● Bloco de texto:
__________
A Portaria IPHAN 230/02 é instrumento que efetivamente pode minimizar os danos arqueológicos decorrentes das obras e serviços potencialmente lesivos. Essa Portaria tem por finalidade compatibilizar as fases de obtenção de licenças ambientais com os estudos preventivos de arqueologia. Para isso, estabelece os procedimentos necessários nas fases de licença prévia (LP), licença de instalação (LI) e licença de operação (LO).

Dos artigos 1º ao 4º estão estabelecidos os trabalhos arqueológicos a serem adotados para a composição do EIA/RIMA, e a conseqüente obtenção da Licença Prévia. Entre a finalização do EIA/RIMA e a expedição da Licença Prévia há o momento da audiência pública, no qual todos os estudos ambientais, dentre os quais estão os estudos arqueológicos, serão apresentados e debatidos com a sociedade. Por isso, desde esse momento é cabível a tratativa da questão da educação patrimonial, a ser trabalhada junto como Poder Público local, a comunidade leiga e a comunidade arqueológica, num projeto que deve ser financiado, por força legal, pelo empreendedor.

A importância, para a proteção do patrimônio arqueológico, dos estudos arqueológicos serem sincronizados com as expedições de licenças, especialmente da Licença Prévia, assume maior destaque na consideração da decisão acerca da alternativa locacional e, dependendo do tipo de obra, nas discussões sobre as mudanças de traçado com a finalidade de melhor se atender à tutela dos bens arqueológicos.

Nessa fase inicial, vale destacar ainda a relevância do detalhamento do Termo de Referência para elaboração do Estudo de Impacto Ambiental. A menção genérica que deve ser feita por levantamento do potencial histórico, cultural e arqueológico deve ser substituída por termos mais precisos e detalhados que sejam aplicáveis ao caso concreto e que atendam à proteção do patrimônio arqueológico. Quanto mais claro, objetivo e detalhado o Termo de Referência, maiores serão as chances de sucesso na utilização dos instrumentos judiciais (tutela antecipada ou ação civil pública, por exemplo) e extrajudiciais (assinatura de Termo de Ajustamento de Conduta).

Os artigos 5º e 6º da Portaria 230/02 apresentam os procedimentos a serem adotados nas fases antecedentes às licenças de instalação (LI) e de operação (LO). A indicação do art. 5º é de que o Programa de Prospecção preveja também prospecções intensivas nos locais que sofrerão impactos indiretos potencialmente lesivos ao patrimônio arqueológico, tais como as áreas de reassentamento de população, expansão urbana o agrícola, serviços e obras de infraestrutura.
__________
● Dados extraídos:

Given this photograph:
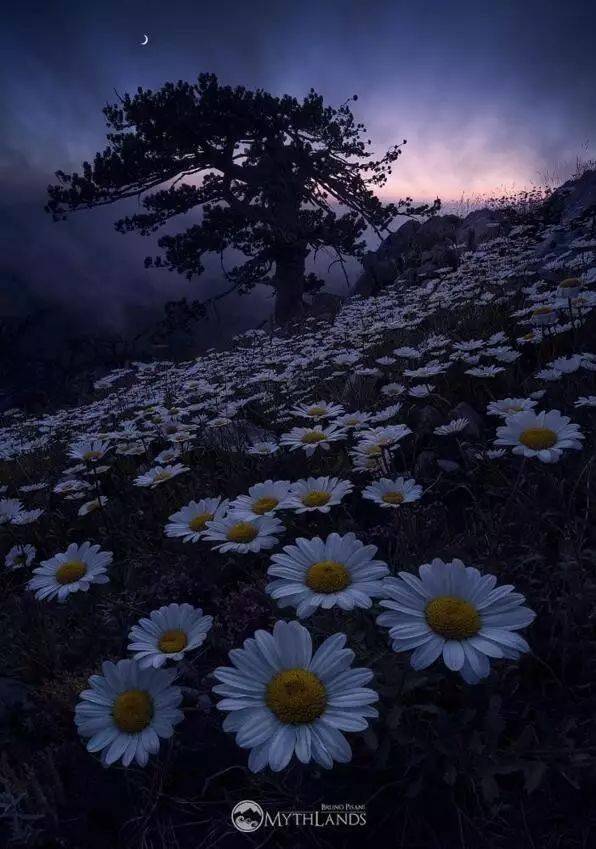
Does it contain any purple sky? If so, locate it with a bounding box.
[0,0,596,336]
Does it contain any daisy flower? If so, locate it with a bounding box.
[230,480,290,517]
[350,424,412,471]
[128,604,213,669]
[135,463,190,489]
[284,477,353,513]
[265,533,389,619]
[27,542,112,601]
[486,398,536,419]
[433,418,470,436]
[377,558,536,684]
[4,545,36,569]
[68,439,110,463]
[203,512,285,554]
[362,478,422,507]
[75,660,184,766]
[213,622,378,772]
[290,401,344,421]
[495,410,584,463]
[165,498,229,542]
[280,424,346,457]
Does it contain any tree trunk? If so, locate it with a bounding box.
[274,245,307,324]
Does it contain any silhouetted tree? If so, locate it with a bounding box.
[46,74,437,322]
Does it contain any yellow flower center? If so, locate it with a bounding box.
[425,595,481,640]
[519,427,557,451]
[252,496,279,516]
[302,489,331,507]
[302,430,325,445]
[228,522,259,542]
[188,513,213,531]
[56,560,87,584]
[157,628,188,654]
[383,492,404,504]
[112,690,153,734]
[306,560,352,593]
[265,669,327,725]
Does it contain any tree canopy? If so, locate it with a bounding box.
[46,74,439,322]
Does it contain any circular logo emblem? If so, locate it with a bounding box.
[232,799,265,833]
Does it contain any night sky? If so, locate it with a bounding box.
[0,0,596,338]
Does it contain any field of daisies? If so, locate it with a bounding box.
[0,209,596,849]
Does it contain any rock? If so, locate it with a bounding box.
[456,209,511,250]
[414,450,437,480]
[414,215,461,252]
[437,460,461,475]
[354,215,461,297]
[377,218,422,259]
[546,170,596,224]
[412,404,443,434]
[449,401,484,438]
[342,372,378,409]
[0,678,29,722]
[306,292,343,318]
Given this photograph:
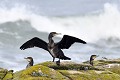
__________
● O que se pede:
• A. De acordo com o texto sobre a Portaria IPHAN 230/02, quais artigos tratam dos procedimentos das fases antecedentes às licenças de instalação e de operação?
• B. Indique se cada afirmação abaixo está de acordo com o texto sobre a Portaria IPHAN 230/02, respondendo sim ou não e citando as palavras do texto que decidem a questão: (i) a Portaria estabelece procedimentos para as fases de licença prévia, de instalação e de operação; (ii) o projeto de educação patrimonial deve ser financiado pelo Poder Público local; (iii) a audiência pública ocorre depois da expedição da Licença Prévia.
• C. Continue o texto sobre a Portaria IPHAN 230/02 a partir da última frase apresentada.

● Respostas às tarefas:
• A. Os artigos 5º e 6º da Portaria 230/02.

• B.
(i) Sim: "estabelece os procedimentos necessários nas fases de licença prévia (LP), licença de instalação (LI) e licença de operação (LO)".
(ii) Não: "num projeto que deve ser financiado, por força legal, pelo empreendedor".
(iii) Não: "Entre a finalização do EIA/RIMA e a expedição da Licença Prévia há o momento da audiência pública".

• C.
Os artigos 7º e 8º abordam a temática da educação patrimonial, imputando ao empreendedor a obrigação de arcar com os custos financeiros de programas destinados à gestão do material arqueológico resgatado. Esses artigos apresentam um diferencial em relação às diretrizes internas utilizadas pelo IPHAN.

A portaria IPHAN nº 28/03 apresenta novidades que contribuem para a tutela efetiva do patrimônio arqueológico atingido por grandes obras. Nesse sentido, com o objetivo de minimizar os efeitos dos empreendimentos licenciados, os quais não contemplaram patrimônio, o artigo 1º estabelece que os empreendimentos hidrelétricos de qualquer tamanho ou dimensão dentro do território nacional, deverão ser estudados, resgatados e salvos, quando da renovação da licença ambiental de operação.

O IPHAN tem competência para exigir, a qualquer tempo, os estudos arqueológicos que não foram feitos durante o licenciamento, já que a responsabilidade do empreendedor é objetiva e não está elidida pela omissão do órgão licenciador ou por quaisquer outros motivos que tenham suscitado a omissão injustificada da tutela dos bens arqueológicos.

6.4 Princípios do Direito Ambiental

No Direito Ambiental os princípios não possuem uma uniformidade doutrinária na sua identificação e nem no conteúdo jurídico de muitos deles, estão consagrados na Constituição nacional ou em leis, resoluções, declarações extravagantes. Diante disso, iremos elencar e descrever de maneira sucinta alguns princípios que devem ser utilizados na proteção dos sítios arqueológicos.

Princípio da Prevenção – princípio implícito no art. 225 da Constituição Federal, em resoluções do CONAMA, exemplo disso é a resolução nº 306/2002, no Preâmbulo da Convenção da Diversidade Biológica que diz “é vital prever, prevenir e combater na origem as causas da sensível redução ou perda da diversidade biológica” e em outros diplomas legais. Nestes casos já se tem base científica para prever os impactos ambientais negativos decorrentes de determinada atividade lesiva ao meio ambiente, devendo-se impor aos empreendedores condicionantes no licenciamento ambiental para reduzir ou suprimir os prejuízos.

Utiliza-se este princípio nas atividades em que já se tem vasto conhecimento, isto é, nos casos em que o risco é sabido, conhecido ou concreto, em que se sabe a extensão e a natureza dos males ambientais, em que se tenha uma boa margem de segurança para o trabalho.

Em regra, busca-se sempre a prevenção dos danos ambientais, pois na grande maioria das vezes não é possível remediar os impactos desses danos, face sua condição de irreversibilidade. Um ótimo exemplo é a exigência de estudo de impacto ambiental para que seja concedido o licenciamento da atividade, de modo mitigar ou elidir danos ambientais.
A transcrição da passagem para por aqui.